◆ DATA FOR PROCESSING ◆
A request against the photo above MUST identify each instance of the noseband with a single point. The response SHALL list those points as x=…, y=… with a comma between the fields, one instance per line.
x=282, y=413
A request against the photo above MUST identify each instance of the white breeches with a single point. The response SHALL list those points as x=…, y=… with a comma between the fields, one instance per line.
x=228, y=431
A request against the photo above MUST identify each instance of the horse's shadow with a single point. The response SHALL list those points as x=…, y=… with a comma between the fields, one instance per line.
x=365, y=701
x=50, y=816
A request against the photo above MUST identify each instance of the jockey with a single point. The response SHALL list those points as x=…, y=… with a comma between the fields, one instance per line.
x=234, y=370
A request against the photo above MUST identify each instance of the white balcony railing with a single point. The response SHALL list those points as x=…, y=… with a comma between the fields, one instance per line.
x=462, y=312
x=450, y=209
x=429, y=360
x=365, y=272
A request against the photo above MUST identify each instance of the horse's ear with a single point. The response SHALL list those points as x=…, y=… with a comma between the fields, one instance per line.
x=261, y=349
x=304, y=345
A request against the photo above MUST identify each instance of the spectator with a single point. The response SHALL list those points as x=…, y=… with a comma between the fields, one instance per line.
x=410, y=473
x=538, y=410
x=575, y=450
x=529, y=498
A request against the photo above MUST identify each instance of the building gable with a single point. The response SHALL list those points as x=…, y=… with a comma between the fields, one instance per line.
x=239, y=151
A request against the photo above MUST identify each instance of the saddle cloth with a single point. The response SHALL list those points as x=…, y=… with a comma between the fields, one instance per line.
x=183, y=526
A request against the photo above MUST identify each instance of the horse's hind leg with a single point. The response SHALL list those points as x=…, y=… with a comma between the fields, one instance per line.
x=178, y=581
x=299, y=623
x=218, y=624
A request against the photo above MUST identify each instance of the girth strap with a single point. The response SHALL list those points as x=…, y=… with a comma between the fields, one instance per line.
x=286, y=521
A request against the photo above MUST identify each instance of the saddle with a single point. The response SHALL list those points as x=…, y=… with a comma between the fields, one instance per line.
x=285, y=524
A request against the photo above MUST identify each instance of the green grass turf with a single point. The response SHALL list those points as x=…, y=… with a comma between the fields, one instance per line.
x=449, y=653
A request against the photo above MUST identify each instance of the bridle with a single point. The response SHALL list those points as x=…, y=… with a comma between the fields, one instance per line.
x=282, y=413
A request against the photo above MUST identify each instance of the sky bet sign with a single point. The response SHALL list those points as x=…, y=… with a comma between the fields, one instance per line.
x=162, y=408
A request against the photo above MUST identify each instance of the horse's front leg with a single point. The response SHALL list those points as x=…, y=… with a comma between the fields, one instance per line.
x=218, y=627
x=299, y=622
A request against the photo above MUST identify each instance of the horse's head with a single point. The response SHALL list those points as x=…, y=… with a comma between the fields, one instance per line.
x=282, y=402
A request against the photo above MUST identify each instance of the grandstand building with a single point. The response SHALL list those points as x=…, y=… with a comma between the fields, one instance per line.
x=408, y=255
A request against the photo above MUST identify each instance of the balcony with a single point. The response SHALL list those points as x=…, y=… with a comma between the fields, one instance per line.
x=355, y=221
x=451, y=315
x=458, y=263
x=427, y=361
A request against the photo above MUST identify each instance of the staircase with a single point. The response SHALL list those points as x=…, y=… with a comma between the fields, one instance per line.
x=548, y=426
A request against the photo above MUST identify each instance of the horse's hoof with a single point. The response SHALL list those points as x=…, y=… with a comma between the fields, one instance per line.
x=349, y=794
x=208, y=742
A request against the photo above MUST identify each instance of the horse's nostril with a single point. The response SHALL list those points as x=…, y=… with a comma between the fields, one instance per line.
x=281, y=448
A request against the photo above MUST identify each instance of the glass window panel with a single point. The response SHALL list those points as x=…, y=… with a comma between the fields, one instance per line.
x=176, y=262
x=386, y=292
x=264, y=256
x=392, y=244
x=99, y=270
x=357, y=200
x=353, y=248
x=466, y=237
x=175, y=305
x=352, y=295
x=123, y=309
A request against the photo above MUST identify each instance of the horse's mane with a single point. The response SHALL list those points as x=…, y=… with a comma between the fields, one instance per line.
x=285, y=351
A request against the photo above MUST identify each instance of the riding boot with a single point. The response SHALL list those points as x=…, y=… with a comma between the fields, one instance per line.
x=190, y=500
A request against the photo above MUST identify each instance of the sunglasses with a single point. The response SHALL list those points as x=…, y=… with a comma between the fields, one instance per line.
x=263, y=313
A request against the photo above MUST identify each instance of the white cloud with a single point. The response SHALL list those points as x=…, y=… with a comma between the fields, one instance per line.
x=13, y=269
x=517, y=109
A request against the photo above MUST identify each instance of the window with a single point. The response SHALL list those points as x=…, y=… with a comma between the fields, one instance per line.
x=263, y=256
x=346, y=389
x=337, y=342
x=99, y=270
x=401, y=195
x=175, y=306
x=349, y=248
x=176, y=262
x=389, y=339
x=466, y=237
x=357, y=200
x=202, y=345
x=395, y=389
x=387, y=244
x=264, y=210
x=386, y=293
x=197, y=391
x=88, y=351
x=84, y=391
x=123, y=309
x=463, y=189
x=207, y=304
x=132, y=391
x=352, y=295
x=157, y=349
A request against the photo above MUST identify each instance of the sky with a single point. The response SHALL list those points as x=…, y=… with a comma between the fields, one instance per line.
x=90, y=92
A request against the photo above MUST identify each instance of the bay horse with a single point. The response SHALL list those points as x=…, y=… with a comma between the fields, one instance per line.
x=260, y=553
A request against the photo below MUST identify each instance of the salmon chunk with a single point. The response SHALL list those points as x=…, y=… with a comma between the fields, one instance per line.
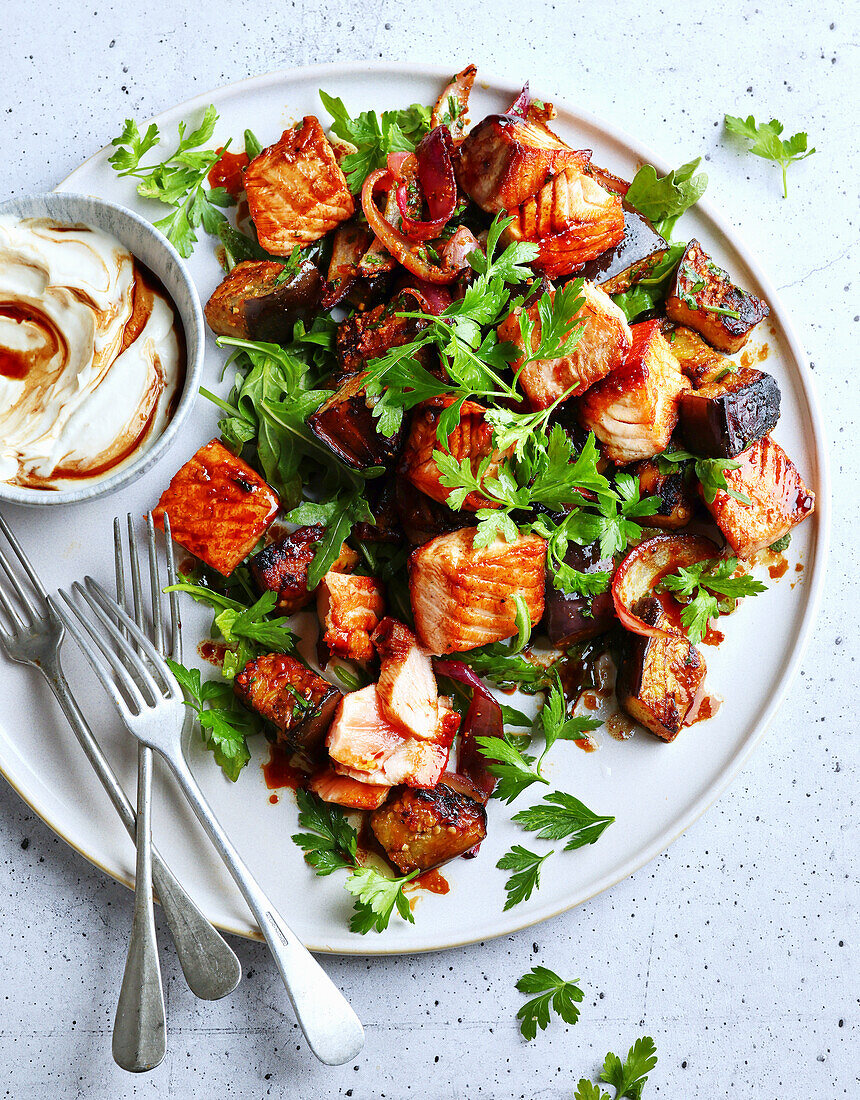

◆ TASK STATEMENT ◆
Set out all of the lines above as a numbered list, leaving out blank lines and omitting the pictures.

◆ SOLUTION TO THE PROBLEM ◆
1. A request against the photo above MUST identify each instance of the noseband with a single point. The response SHALL list those points as x=…, y=… with a comma between the fields, one instance per line.
2. x=282, y=413
3. A request against the photo above MUST identify each instance of the white breeches with a single point. The response SHALL list those points as x=…, y=… with a comma between the fields, one instance per line.
4. x=228, y=431
5. A request against the photo above MUST identify each instance of the horse's shadow with a single point. The response SHALL list those points as x=…, y=… with a comma between the fields, one instance per line.
6. x=365, y=701
7. x=50, y=816
8. A request against the photo above MUST identify each instance of the jockey with a single point. The response SHALL list those points as x=…, y=… with a comma between the fields, one instance per line.
9. x=234, y=370
10. A request against the photo above MUST identify each instance of the white balcony railing with a single point. The response SHALL list those points as x=…, y=… with a comma between the fields, one instance per line.
11. x=462, y=312
12. x=450, y=209
13. x=429, y=360
14. x=365, y=272
15. A request against the photo above MUST identify each instance of the horse's ear with a single point. The response SHALL list those points as x=…, y=… with a comma between the fields, one instance per line.
16. x=261, y=349
17. x=304, y=345
18. A request against the photo above MUST identify each instance of the spectator with a single point. The response SHALL list those points as x=…, y=… with a comma between the fields, one instance per line.
19. x=410, y=473
20. x=538, y=410
21. x=575, y=450
22. x=529, y=498
23. A request against the photo above MUST identify each instance of the building gable with a single point. The response SHALL list those points as x=…, y=… with a comma between the fields, one instance per line.
24. x=239, y=151
25. A request against the photo above MUST identify each instance of the saddle cloth with a single point. The response SHALL list those points as x=…, y=… with a comma between the fields, one instance per line.
26. x=183, y=526
27. A request against the photo above MUST identify each instance of the horse's hind leg with a single point. The response SHALL list those points as x=…, y=… with a comma between the fields, one instance per line.
28. x=178, y=581
29. x=299, y=623
30. x=218, y=624
31. A request against the photo above MUST identify each instance of the girth strap with a single point. The response SHALL list those points as x=…, y=… with a comma between the fields, one instance per line.
32. x=286, y=521
33. A request against the photo above MUST identify each instance of the saddle with a single point. The response SHALL list those points as x=…, y=… with a comma between the fields, one instance per line.
34. x=285, y=524
35. A request against the photo above MUST identify each instance of the green grass turf with a single point. The response SHALL list those points as x=…, y=… with a comma between the fields, one instance per line.
36. x=449, y=653
37. A request against the photo above MUST identify each instance of the bridle with a single point. The response SHALL list those points as x=…, y=… with a comma between the fields, one instance per line.
38. x=282, y=413
39. A request against the photo above MUST identify each instance of the sky bet sign with a single point. The response SHALL list those points as x=…, y=… with a comma between the fields, one instance per line.
40. x=162, y=408
41. A request against the photo above MUST identify each instance of the horse's front leg with a single point. The response SHALL list those points as x=…, y=… with a comma between the fields, one instance per line.
42. x=218, y=627
43. x=299, y=622
44. A request against the photo above MUST identify each instance of the horse's head with a single point. The response SHALL list those points as x=…, y=… with a comma between the fields, one instance per line.
45. x=282, y=402
46. A request against the photo above MUST identify each instance of the grandstand building with a single point. The response SHALL list those points as x=…, y=… with a comma between the fields, one instance per line.
47. x=408, y=255
48. A request against the photo above MUST identify each instance of the balcony with a single point. The response SHALL list those points as x=…, y=… with a comma between the fields, one instance per line.
49. x=355, y=221
50. x=451, y=315
51. x=458, y=263
52. x=427, y=361
53. A request against the photo above MUST identify each instance of the staircase with a single point. The response SHALL list those points as x=…, y=… with a comma between the fields, one instance per line.
54. x=548, y=426
55. A request against the photo above MUST identify each instance of the horse's hoof with a single point. The response SHALL list those points as x=…, y=… with a comma between the fields, one instance per line.
56. x=349, y=794
57. x=208, y=742
58. A request against the photo above MUST identify each instance of the horse's nostril with a single point. The response SHALL list those points as x=…, y=… with a comma between the fields, one instance per line.
59. x=281, y=448
60. A request against the photo above MUST identify each instance of the glass window panel with a single point. The response SHALL list those points as x=…, y=… with a comma between the fields, one instance per line.
61. x=176, y=262
62. x=386, y=292
63. x=264, y=256
64. x=392, y=244
65. x=99, y=270
66. x=357, y=200
67. x=353, y=248
68. x=466, y=237
69. x=175, y=305
70. x=352, y=295
71. x=123, y=309
72. A request against the photo above MUST identify each instance of the horse's mane with a single point. The response SHALL list those points as x=…, y=… with a comma between the fields, one instance per line.
73. x=285, y=351
74. A request against the photo above MUST identify each instance of the riding boot with a single point. The response SHALL list those points as x=…, y=… with a comma between the fields, one instance per line.
75. x=190, y=500
76. A request against the photo above MUST identify each instance of the sunglasses with a single point. The response SHALL list those points as x=…, y=… with a comma between the fields, one instance per line.
77. x=263, y=313
78. A request against the photo above MUST identify each instance of the white cloud with a single point. The response SHALL list those points as x=…, y=… with a comma between the fields, one instance per line.
79. x=13, y=269
80. x=517, y=109
81. A request against the photo above MUST identify each instance of the window with a single point. The response SHALL list those points as x=…, y=… with a comma between the fields, one instance per line.
82. x=263, y=256
83. x=346, y=389
84. x=337, y=342
85. x=99, y=270
86. x=401, y=195
87. x=175, y=306
88. x=349, y=248
89. x=176, y=262
90. x=389, y=339
91. x=466, y=237
92. x=357, y=200
93. x=202, y=345
94. x=395, y=389
95. x=387, y=244
96. x=264, y=210
97. x=386, y=293
98. x=197, y=391
99. x=88, y=351
100. x=84, y=391
101. x=123, y=309
102. x=463, y=189
103. x=207, y=304
104. x=132, y=391
105. x=352, y=295
106. x=157, y=349
107. A request against the photo above MUST identify each instance of the sky with a single point. The response SHALL list those points as x=…, y=… with a comma between the fields, one instance per line.
108. x=90, y=92
109. A request against the photo above MUST identify each instance of the bay horse with a single point. The response SHALL list those points as x=…, y=… with a comma between the fields, one instance per line.
110. x=260, y=553
111. A request against the photo below MUST identify each instance of the salmon chunk with a single point. The response SHALL list those points as x=…, y=… with a comma between the fields, one instance per line.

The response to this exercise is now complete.